• _Exercise materials_:
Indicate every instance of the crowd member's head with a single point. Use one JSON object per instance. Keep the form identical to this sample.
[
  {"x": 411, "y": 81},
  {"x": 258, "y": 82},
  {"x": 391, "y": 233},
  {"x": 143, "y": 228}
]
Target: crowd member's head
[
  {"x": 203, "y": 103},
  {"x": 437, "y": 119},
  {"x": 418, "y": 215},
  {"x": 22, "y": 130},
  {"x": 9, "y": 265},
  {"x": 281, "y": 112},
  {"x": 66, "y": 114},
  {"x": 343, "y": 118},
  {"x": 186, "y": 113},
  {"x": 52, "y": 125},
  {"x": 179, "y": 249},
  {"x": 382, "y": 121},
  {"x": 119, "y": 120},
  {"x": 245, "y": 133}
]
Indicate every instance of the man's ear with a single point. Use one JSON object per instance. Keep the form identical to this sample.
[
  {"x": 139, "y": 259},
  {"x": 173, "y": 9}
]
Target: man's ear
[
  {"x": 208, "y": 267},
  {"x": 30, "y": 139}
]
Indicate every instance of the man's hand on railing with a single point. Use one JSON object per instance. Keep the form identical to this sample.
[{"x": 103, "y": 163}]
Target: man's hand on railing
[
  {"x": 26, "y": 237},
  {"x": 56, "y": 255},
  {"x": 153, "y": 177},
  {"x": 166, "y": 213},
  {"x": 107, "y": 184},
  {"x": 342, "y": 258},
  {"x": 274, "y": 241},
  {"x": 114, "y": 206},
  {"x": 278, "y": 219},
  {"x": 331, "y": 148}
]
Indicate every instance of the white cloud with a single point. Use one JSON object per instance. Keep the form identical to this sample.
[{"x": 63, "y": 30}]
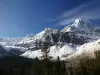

• _To do_: Reproduce each entry word for word and cut the images.

• _Response to this task_:
Indicate every instance of the crowd member's head with a single point. Use one JSON object per instance. Keep the form identical to this sample.
[
  {"x": 411, "y": 81},
  {"x": 258, "y": 82},
  {"x": 391, "y": 233},
  {"x": 143, "y": 228}
]
Target: crowd member's head
[
  {"x": 203, "y": 103},
  {"x": 437, "y": 119},
  {"x": 418, "y": 215},
  {"x": 22, "y": 130},
  {"x": 9, "y": 265},
  {"x": 281, "y": 112},
  {"x": 66, "y": 114},
  {"x": 343, "y": 118},
  {"x": 186, "y": 113},
  {"x": 52, "y": 125},
  {"x": 179, "y": 249},
  {"x": 382, "y": 121},
  {"x": 119, "y": 120},
  {"x": 245, "y": 133}
]
Indicate every instance of the man's ear with a single point. Use one JSON object per instance. Keep the form identical to this sample.
[
  {"x": 139, "y": 259},
  {"x": 173, "y": 9}
]
Target: man's ear
[
  {"x": 208, "y": 267},
  {"x": 30, "y": 139}
]
Indicate every instance of the man's hand on railing with a single point. Use one JSON object per instance. Keep the form identical to this sample.
[{"x": 103, "y": 163}]
Target: man's hand on railing
[
  {"x": 26, "y": 237},
  {"x": 56, "y": 255},
  {"x": 153, "y": 177},
  {"x": 166, "y": 213},
  {"x": 107, "y": 184},
  {"x": 342, "y": 258},
  {"x": 274, "y": 241},
  {"x": 114, "y": 206},
  {"x": 278, "y": 219},
  {"x": 331, "y": 148}
]
Indicate every instance of the white cloud with a single point. Use one JSON object per instance. Keep the form identical to this sample.
[{"x": 63, "y": 30}]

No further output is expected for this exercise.